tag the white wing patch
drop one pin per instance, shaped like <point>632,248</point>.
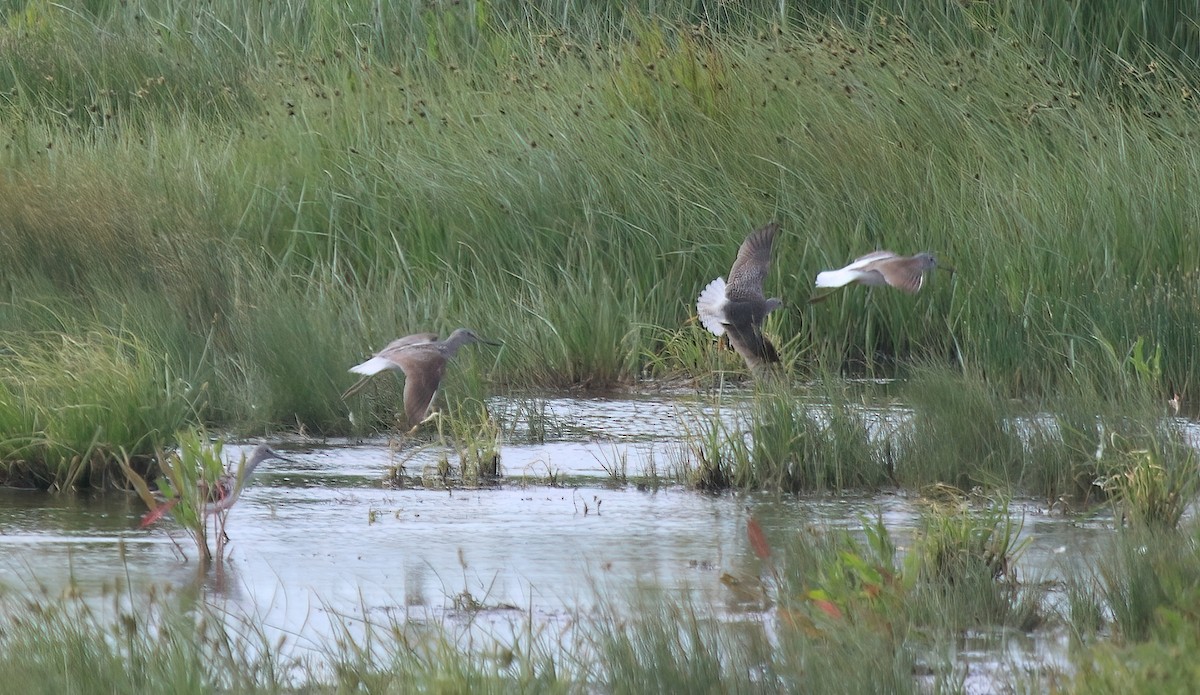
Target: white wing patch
<point>711,306</point>
<point>373,366</point>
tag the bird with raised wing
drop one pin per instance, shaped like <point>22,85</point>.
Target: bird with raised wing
<point>228,486</point>
<point>738,307</point>
<point>423,358</point>
<point>223,492</point>
<point>905,273</point>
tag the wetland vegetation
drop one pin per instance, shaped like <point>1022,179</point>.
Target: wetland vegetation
<point>209,213</point>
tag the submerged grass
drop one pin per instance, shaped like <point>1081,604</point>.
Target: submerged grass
<point>823,610</point>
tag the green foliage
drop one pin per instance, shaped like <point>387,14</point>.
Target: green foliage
<point>264,193</point>
<point>70,405</point>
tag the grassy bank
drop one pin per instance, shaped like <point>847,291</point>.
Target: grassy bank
<point>261,196</point>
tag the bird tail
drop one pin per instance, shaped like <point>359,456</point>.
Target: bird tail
<point>372,366</point>
<point>837,277</point>
<point>711,306</point>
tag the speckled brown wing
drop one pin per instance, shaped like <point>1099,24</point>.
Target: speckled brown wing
<point>423,373</point>
<point>401,342</point>
<point>903,273</point>
<point>751,264</point>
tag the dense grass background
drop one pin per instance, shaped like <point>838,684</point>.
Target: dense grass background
<point>259,195</point>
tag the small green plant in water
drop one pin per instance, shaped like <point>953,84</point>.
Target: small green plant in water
<point>1149,490</point>
<point>196,486</point>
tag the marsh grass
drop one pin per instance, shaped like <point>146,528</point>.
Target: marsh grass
<point>784,439</point>
<point>567,178</point>
<point>193,483</point>
<point>1143,575</point>
<point>70,405</point>
<point>960,433</point>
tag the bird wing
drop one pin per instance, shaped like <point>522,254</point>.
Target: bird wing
<point>711,306</point>
<point>904,274</point>
<point>751,264</point>
<point>415,339</point>
<point>423,373</point>
<point>751,345</point>
<point>873,257</point>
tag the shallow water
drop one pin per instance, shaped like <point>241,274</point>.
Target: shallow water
<point>323,537</point>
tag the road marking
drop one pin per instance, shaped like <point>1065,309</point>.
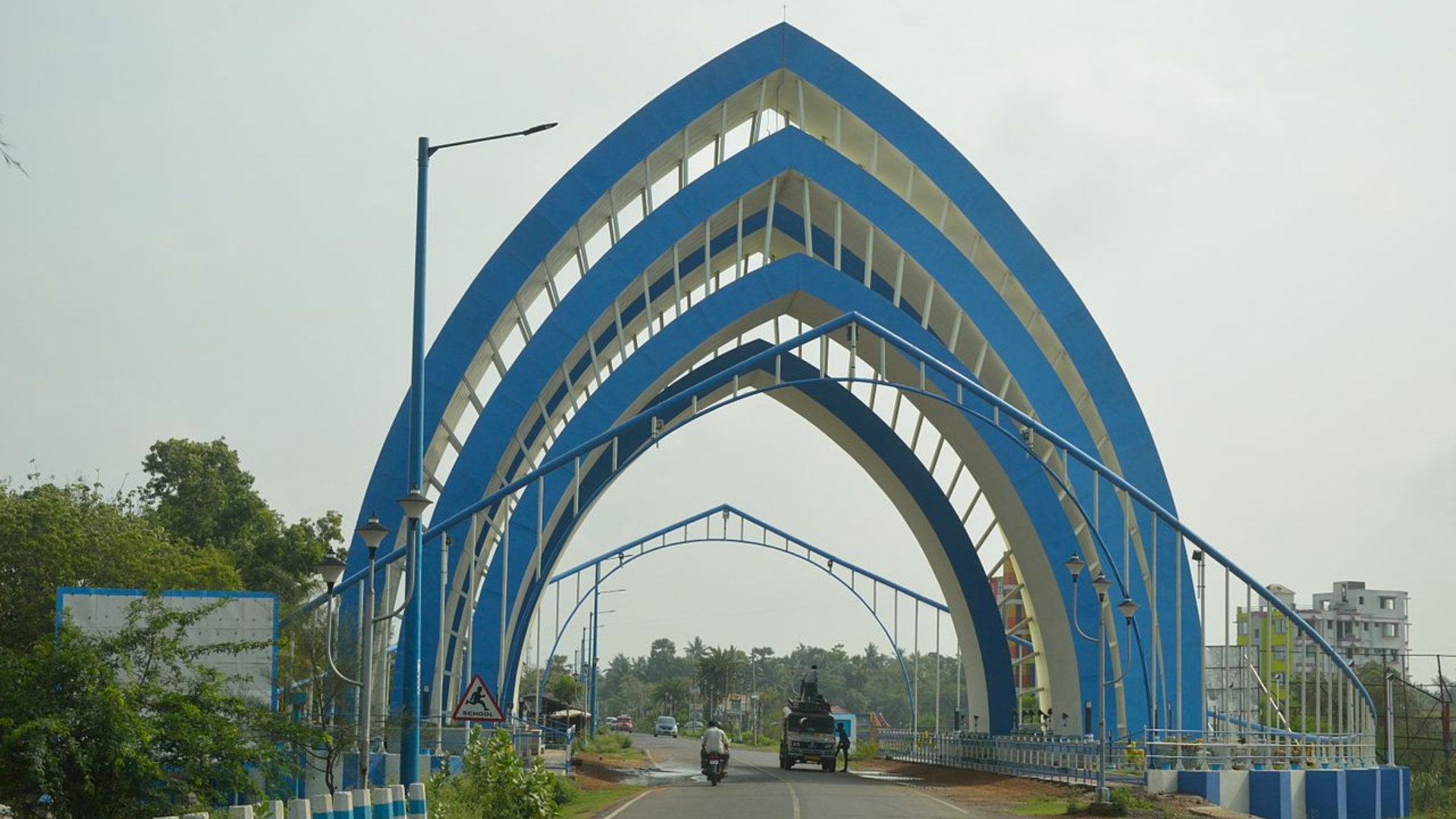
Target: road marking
<point>794,795</point>
<point>631,802</point>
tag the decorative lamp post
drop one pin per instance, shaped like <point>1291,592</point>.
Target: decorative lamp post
<point>1100,583</point>
<point>373,535</point>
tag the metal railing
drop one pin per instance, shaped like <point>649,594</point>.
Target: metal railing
<point>1256,751</point>
<point>1043,757</point>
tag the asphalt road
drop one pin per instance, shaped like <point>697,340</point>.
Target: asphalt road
<point>758,789</point>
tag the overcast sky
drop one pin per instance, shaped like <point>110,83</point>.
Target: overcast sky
<point>1254,200</point>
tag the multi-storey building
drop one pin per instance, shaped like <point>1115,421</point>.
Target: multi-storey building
<point>1270,673</point>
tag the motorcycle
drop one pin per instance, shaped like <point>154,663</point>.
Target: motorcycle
<point>714,767</point>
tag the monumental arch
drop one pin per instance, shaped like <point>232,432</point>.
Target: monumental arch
<point>772,191</point>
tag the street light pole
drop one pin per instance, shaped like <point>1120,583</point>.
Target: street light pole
<point>410,632</point>
<point>372,534</point>
<point>596,613</point>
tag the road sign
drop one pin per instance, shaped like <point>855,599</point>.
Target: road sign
<point>478,704</point>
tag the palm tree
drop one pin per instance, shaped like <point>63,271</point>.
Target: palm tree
<point>672,694</point>
<point>715,672</point>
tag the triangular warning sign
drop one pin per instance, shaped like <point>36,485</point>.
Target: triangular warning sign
<point>478,704</point>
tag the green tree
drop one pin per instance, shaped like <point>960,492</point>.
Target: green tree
<point>201,494</point>
<point>71,535</point>
<point>565,689</point>
<point>133,725</point>
<point>717,670</point>
<point>672,695</point>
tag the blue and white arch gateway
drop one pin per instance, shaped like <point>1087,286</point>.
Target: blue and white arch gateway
<point>778,224</point>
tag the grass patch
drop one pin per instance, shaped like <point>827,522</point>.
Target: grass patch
<point>592,802</point>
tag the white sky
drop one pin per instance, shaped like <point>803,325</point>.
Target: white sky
<point>216,237</point>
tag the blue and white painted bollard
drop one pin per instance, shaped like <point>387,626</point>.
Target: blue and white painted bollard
<point>362,805</point>
<point>383,805</point>
<point>417,802</point>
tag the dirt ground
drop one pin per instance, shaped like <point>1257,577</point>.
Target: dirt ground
<point>596,771</point>
<point>971,789</point>
<point>1003,795</point>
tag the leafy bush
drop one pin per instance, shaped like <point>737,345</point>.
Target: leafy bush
<point>494,784</point>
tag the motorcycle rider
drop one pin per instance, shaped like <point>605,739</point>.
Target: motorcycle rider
<point>714,742</point>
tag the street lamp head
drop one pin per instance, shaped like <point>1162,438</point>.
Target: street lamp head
<point>416,504</point>
<point>372,534</point>
<point>1128,608</point>
<point>1075,564</point>
<point>331,569</point>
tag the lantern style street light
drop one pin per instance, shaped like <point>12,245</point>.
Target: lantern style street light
<point>1128,608</point>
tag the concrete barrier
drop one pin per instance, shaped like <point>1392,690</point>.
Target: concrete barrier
<point>383,805</point>
<point>362,805</point>
<point>417,802</point>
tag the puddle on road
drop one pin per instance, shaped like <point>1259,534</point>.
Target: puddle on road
<point>884,777</point>
<point>660,776</point>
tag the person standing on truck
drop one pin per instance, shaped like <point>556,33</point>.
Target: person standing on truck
<point>808,687</point>
<point>714,742</point>
<point>843,744</point>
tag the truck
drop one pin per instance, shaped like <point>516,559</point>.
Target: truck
<point>808,735</point>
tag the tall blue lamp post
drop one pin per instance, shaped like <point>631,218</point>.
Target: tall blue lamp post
<point>416,502</point>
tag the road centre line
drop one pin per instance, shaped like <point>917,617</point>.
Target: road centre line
<point>631,802</point>
<point>794,795</point>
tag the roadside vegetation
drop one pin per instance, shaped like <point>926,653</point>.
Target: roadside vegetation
<point>133,725</point>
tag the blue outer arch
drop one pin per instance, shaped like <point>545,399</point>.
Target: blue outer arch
<point>743,64</point>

:: DIRECTIONS FOR THIS TASK ::
Copy out precisely the lines from the line with "Target: blue and white arch gateway" to the line with "tag the blue and white painted bollard" in the material above, including those two lines and omitting all the rest.

:: RESPONSE BOX ::
Target: blue and white arch gateway
<point>778,224</point>
tag the grass patch
drop one pin per instance, shaped like <point>827,522</point>.
Target: grass patch
<point>592,802</point>
tag the white sky
drop one pin per instance, shaped like <point>803,325</point>.
Target: white sky
<point>216,237</point>
tag the blue and white painted bollard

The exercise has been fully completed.